→ **TRECHO PARA LEITURA**:

--------------------

2 – “O que a QTP fala sobre a ‘segunda via’ (Marxismo)?”

O marxismo (segunda teoria, ou segunda via), é avaliado por eles como a primeira corrente de oposição ao liberalismo, e que tem como sujeito político principal a Classe.

Segundo os mesmos, o marxismo não rompe com os paradigmas da modernidade, sendo sua oposição ao liberalismo insuficiente, e este seria um dos motivos do comunismo ter fracassado enquanto corrente política alternativa ao liberalismo. Daí estaria, o comunismo, “fadado ao fracasso”, numa espécie de abordagem fatalista, determinista ou mesmo teleológica.

No que concerne aos “elementos da modernidade” do marxismo que a QTP é crítica e opositora, há a questão do “exacerbado materialismo” e do “ateísmo” presente no empreendimento filosófico marxista, assim como se opõem a nossa perspectiva (marxista) de observar certas tendências históricas de “progresso” ou “desenvolvimento” na história das sociedades, como o Engels faz sobre o desenvolvimento da família e da sociedade primitiva em “A Origem da Família, da Propriedade Privada e do Estado” pautada nos postulados de Morgan (tido como antropologia ‘evolucionista’, algo que eles se opõe, já que se aproximam da antropologia cultural).

--------------------

→ **REGISTROS DO CONJUNTO**:

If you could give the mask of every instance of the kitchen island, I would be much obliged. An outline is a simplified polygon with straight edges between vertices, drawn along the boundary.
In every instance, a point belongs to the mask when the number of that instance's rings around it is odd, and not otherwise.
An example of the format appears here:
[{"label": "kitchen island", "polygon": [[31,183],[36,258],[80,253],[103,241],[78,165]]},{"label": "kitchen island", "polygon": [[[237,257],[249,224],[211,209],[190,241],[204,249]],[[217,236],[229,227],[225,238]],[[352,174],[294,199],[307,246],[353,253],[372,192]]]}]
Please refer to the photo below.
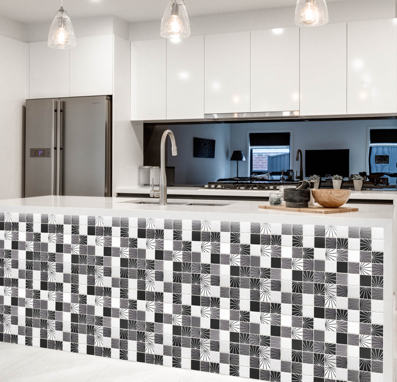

--------------------

→ **TAREFAS PROPOSTAS**:
1. No trecho sobre o marxismo, substitua "liberalismo" por "capitalismo" e reproduza a parte que começa em "O marxismo (segunda" e segue até "ou mesmo teleológica.".
2. Segundo o trecho sobre o marxismo, qual é o sujeito político principal da segunda teoria?

→ **RESULTADOS OBTIDOS**:
1.
O marxismo (segunda teoria, ou segunda via), é avaliado por eles como a primeira corrente de oposição ao capitalismo, e que tem como sujeito político principal a Classe.

Segundo os mesmos, o marxismo não rompe com os paradigmas da modernidade, sendo sua oposição ao capitalismo insuficiente, e este seria um dos motivos do comunismo ter fracassado enquanto corrente política alternativa ao capitalismo. Daí estaria, o comunismo, “fadado ao fracasso”, numa espécie de abordagem fatalista, determinista ou mesmo teleológica.

2. A Classe.